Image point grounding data

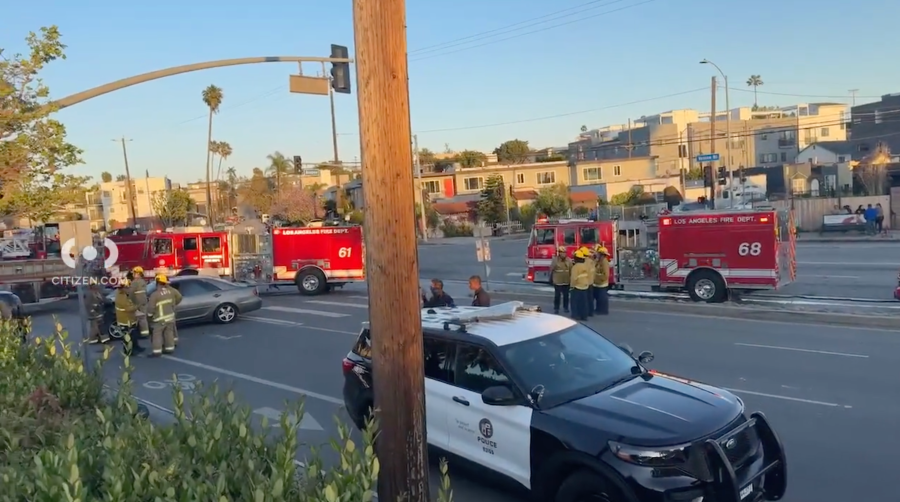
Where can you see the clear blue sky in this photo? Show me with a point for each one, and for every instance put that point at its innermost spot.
(579, 71)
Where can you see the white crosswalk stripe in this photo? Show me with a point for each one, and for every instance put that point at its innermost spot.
(339, 304)
(292, 310)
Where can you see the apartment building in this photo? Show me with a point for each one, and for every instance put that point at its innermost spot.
(114, 198)
(521, 177)
(876, 122)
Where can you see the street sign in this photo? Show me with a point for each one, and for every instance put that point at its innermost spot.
(709, 157)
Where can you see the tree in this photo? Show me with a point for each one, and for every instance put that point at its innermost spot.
(492, 206)
(294, 205)
(514, 151)
(212, 96)
(33, 147)
(672, 197)
(471, 158)
(223, 150)
(553, 200)
(755, 81)
(427, 158)
(257, 192)
(279, 166)
(172, 207)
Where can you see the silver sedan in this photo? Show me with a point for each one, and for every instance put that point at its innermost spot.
(205, 299)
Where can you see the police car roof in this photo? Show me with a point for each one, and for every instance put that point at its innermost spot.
(502, 324)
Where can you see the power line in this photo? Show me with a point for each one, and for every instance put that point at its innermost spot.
(584, 18)
(517, 26)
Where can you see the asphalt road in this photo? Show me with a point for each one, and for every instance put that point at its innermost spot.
(830, 392)
(846, 270)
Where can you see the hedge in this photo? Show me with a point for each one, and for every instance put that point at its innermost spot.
(63, 438)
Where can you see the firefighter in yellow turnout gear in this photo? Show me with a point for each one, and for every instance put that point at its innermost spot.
(161, 308)
(137, 291)
(126, 318)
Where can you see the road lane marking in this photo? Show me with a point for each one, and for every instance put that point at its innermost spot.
(338, 304)
(292, 310)
(825, 352)
(257, 380)
(288, 324)
(787, 398)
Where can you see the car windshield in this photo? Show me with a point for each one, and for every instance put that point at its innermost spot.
(570, 364)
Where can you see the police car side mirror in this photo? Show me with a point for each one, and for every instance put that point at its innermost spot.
(498, 395)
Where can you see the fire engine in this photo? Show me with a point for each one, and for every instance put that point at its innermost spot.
(315, 258)
(706, 253)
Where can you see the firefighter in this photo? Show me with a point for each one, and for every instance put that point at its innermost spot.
(581, 277)
(601, 281)
(93, 304)
(560, 269)
(126, 318)
(138, 293)
(161, 309)
(590, 260)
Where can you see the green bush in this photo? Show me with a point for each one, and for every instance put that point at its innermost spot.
(63, 439)
(462, 229)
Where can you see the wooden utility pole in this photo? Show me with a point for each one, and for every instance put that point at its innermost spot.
(713, 174)
(128, 189)
(391, 251)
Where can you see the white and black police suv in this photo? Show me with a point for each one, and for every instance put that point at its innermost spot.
(560, 410)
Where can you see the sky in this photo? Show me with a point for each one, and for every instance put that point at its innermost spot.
(480, 72)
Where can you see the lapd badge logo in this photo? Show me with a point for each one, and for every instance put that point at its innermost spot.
(486, 428)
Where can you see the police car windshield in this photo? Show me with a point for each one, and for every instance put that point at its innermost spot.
(570, 364)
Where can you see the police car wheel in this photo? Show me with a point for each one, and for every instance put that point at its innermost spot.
(586, 486)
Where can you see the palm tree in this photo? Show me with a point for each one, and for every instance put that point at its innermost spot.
(223, 150)
(212, 97)
(755, 81)
(279, 165)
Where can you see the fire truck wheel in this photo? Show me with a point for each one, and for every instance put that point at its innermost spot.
(706, 286)
(311, 282)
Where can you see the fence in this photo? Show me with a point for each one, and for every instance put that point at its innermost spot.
(808, 213)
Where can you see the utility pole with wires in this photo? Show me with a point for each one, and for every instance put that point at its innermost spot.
(128, 189)
(391, 250)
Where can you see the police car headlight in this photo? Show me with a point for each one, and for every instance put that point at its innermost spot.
(673, 456)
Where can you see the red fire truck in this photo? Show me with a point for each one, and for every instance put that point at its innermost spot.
(706, 253)
(314, 258)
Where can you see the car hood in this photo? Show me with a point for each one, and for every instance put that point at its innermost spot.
(654, 410)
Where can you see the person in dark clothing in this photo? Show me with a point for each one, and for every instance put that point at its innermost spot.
(439, 298)
(480, 298)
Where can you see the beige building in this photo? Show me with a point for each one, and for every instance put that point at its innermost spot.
(114, 198)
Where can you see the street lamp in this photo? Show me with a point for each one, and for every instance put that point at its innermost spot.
(727, 127)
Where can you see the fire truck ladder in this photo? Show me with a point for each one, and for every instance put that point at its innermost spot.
(10, 248)
(792, 248)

**What this task involves**
The records above should be reproduced exactly, with the pictures omitted.

**Response to this task**
Where can you see the clear blue sky in this photo? Show me with a point for each one, and for every instance put that point at its innermost spot.
(579, 71)
Where can you see the white crosswalk stripe in this photo? Show me with a point for each one, and for every instance put that point at its innermost spot.
(339, 304)
(292, 310)
Where can you see the apartment building in this photo? Show me with a point for each one, and for every instance put that point at its innermost spot.
(114, 198)
(521, 177)
(876, 122)
Where can you see the street sign in this photo? Show me with a point for each one, and for every instance put that point at its innermost spot.
(709, 157)
Where can you see the tree in this photo? Show me with a point for each one, and for every instance put that point at its innermost spot.
(492, 206)
(294, 205)
(514, 151)
(212, 96)
(33, 147)
(672, 197)
(471, 158)
(223, 150)
(553, 200)
(755, 81)
(427, 158)
(257, 192)
(279, 166)
(172, 207)
Where can you see the silver sedan in this photo? Show me with a point for each one, and for every instance put that point at its innermost spot.
(205, 299)
Where can you see the police car roof in this photo? Show me with a point for each one, and for every instance put that point at its innermost spot.
(502, 324)
Where can you see the power line in this photo? Show me with a point for each one, and for every instance put that point at its innermost spot.
(584, 18)
(517, 26)
Where can you see the asphalt road in this photo? Show me with a point for each one, and for every instance put that point at its innermost spot.
(830, 392)
(846, 270)
Where can you see the hedge in this photo? Show me with a point for each one, and for every instance put that point at its innermost spot.
(63, 438)
Where can you see the firefighter in yellow turnout gear in this photo? Show me with a point for each one, and for every instance put that point at its innermost spot.
(161, 308)
(137, 291)
(126, 318)
Where can you see the road lane marking in this photo? Show me with a point for each one, and for every instance put that point at its innermost spot.
(338, 304)
(292, 310)
(825, 352)
(257, 380)
(288, 324)
(787, 398)
Where can you see the car windshield in this photo? Show me with a point for each one, and for every instance put that point at its innermost spot.
(570, 364)
Where can you see the police car side mirror in this photo? Show me with a point for each one, and for every instance put that point at its innermost spot.
(498, 395)
Where can you see the fire engine in this photo? Show me with a point for each one, and for every instance put that point at its innermost spot.
(315, 258)
(706, 253)
Where can you see the firefighter in this photo? Show me with a point for each one, and for every instance put that point at its innermost spot.
(581, 277)
(601, 281)
(93, 304)
(560, 269)
(126, 318)
(138, 293)
(161, 309)
(590, 260)
Where can you see the green bush in this photo? Show me with a point for each one, and for every instance put that point at its innermost spot.
(63, 439)
(462, 229)
Where can you see the wooden utility pole in this photo? Show me with a point for each one, and for every instance put that point at its innermost spot.
(713, 174)
(128, 189)
(391, 251)
Where can you see the white and black police suv in this photo? Show me with a point for each one, and for every instance put that point at its innermost spot.
(560, 410)
Where can you see the sky in this photo? Show me with a point for each one, and for every instance put that point at its innermost spot.
(480, 72)
Where can you see the lapd badge logo in this photo? Show me with a point for each one, and for every instance put that point at its innermost spot.
(486, 428)
Where can you see the police car windshield in this photo? Show me with a point for each one, and for every instance put that point at its innermost spot.
(570, 364)
Where can you see the police car wheel in this photo? Show me with a point for each one, and for every instance put that point at its innermost spot.
(586, 486)
Where can you see the palm tree in this photo? Show me with a point for each one, and for every instance put that point at its innermost spot.
(223, 150)
(212, 97)
(755, 81)
(279, 165)
Where can you see the fire truck wheel in this photo? Show me with a point for each one, and for every instance put that point at its innermost spot.
(706, 286)
(311, 282)
Where can you see the fence in this photo? Show me with a point for each one, and for every instance put that point at its innermost spot.
(808, 213)
Where can you see the utility pole with wires in this photo? Show me with a point for each one, and for every instance put that point at its innermost spot.
(128, 189)
(391, 250)
Where can you see the police car headlight in this photo? Show me with a point for each one, and for every instance put that point at its innermost spot.
(673, 456)
Where can you see the red fire truck in this photo? Show me with a point for each one, and for every instance put that point at its innermost spot.
(706, 253)
(314, 258)
Where can you see the car hood in this photo? Show me with a point for each one, and for every instance put that point at its innermost spot.
(654, 410)
Where can you see the person in dark clothing in this photo? Show me with a point for each one, and for every instance put that point at its innermost spot.
(439, 298)
(480, 298)
Where can you see the beige building in this photo? Show me with a point for each one, and for every instance put that point at its innermost spot.
(114, 198)
Where can you see the street lamp in this photo? Show me with a point for each one, and for every instance put that point at its innermost spot.
(727, 127)
Where can you see the fire truck ladder in this photo? Show me with a point for each one, and for every instance put that point at its innermost spot.
(10, 248)
(792, 248)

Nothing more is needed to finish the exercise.